PAGE EXTRACT:

>>>

People agree that things got out of control on Front Street in downtown Juneau in the early hours of May 4, 2003.
A Juneau Superior Court jury, though, disagreed last week with state prosecutors, deciding that two Juneau residents weren't responsible for seriously injuring Sam Stracener.
"It was brutal. It was ugly," Stracener said of fracas that sent him to the hospital. "I couldn't eat solid food for six weeks."
The jury Wednesday returned a verdict acquitting Robert MacKinnon and Jeffery Trucano, both 23, of felony second-degree assault charges.
Jurors also came back with not-guilty verdicts on a lesser charge of misdemeanor fourth-degree assault, which they considered after ruling out the felony.
"Sitting there for a week and watching the process was more excruciating than the injury itself," Stracener, 37, said. A little more than a year later, he said he is "mostly healed," adding that he prefers not to talk about the details.
Four months after Stracener went to the hospital, the grand jury indicted three men on charges of second-degree assault. Also indicted was Kenneth Ulery, 36.
In December, Ulery settled his case by agreeing to plead guilty to misdemeanor fourth-degree assault. Ketchikan Superior Court Judge Trevor Stephens, who came to Juneau to preside over the recent trial, sentenced Ulery to 30 days in jail - 180 days with 150 days suspended. He also placed him on probation for two years, with a condition that he testify truthfully in further proceedings involving his co-defendants.
Restitution would be divided among the co-defendants at a later date, the order added.
Defense attorneys Thomas Nave, representing Trucano, and Louis Menendez, representing MacKinnon, said they argued that Ulery was to blame for Stracener's serious injuries, the factor that led to the charges of second-degree assault.

<<<

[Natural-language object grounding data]
>>>

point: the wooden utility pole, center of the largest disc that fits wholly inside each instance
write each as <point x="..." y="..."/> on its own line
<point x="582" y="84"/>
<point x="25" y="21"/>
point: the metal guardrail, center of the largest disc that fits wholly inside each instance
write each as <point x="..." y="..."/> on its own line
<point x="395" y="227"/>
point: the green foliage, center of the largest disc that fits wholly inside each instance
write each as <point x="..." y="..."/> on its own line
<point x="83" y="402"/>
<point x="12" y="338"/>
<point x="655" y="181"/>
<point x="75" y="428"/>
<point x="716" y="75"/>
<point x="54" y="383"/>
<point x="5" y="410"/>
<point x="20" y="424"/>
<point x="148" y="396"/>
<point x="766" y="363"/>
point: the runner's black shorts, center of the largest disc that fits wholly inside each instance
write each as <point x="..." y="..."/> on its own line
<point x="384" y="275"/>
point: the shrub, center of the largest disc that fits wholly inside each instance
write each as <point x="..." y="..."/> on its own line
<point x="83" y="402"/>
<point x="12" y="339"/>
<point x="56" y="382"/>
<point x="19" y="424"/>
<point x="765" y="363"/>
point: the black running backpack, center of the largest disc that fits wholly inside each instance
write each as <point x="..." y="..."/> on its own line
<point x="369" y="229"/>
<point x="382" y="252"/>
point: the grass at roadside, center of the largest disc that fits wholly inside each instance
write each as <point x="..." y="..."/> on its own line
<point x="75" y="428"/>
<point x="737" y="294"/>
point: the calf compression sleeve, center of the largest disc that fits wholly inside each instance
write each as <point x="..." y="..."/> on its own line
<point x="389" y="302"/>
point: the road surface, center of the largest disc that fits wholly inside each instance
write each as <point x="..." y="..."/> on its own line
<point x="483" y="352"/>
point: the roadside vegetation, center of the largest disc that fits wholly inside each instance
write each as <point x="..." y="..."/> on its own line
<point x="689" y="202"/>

<<<

PROBLEMS AND TASKS:
a) In the article on the Juneau assault trial, who represented Jeffery Trucano?
b) From the article on the Juneau assault trial, copy word for word everything from "A Juneau Superior" down to "out the felony.".

ANSWERS FOR EACH ITEM:
a) Defense attorney Thomas Nave.

b)
A Juneau Superior Court jury, though, disagreed last week with state prosecutors, deciding that two Juneau residents weren't responsible for seriously injuring Sam Stracener.
"It was brutal. It was ugly," Stracener said of fracas that sent him to the hospital. "I couldn't eat solid food for six weeks."
The jury Wednesday returned a verdict acquitting Robert MacKinnon and Jeffery Trucano, both 23, of felony second-degree assault charges.
Jurors also came back with not-guilty verdicts on a lesser charge of misdemeanor fourth-degree assault, which they considered after ruling out the felony.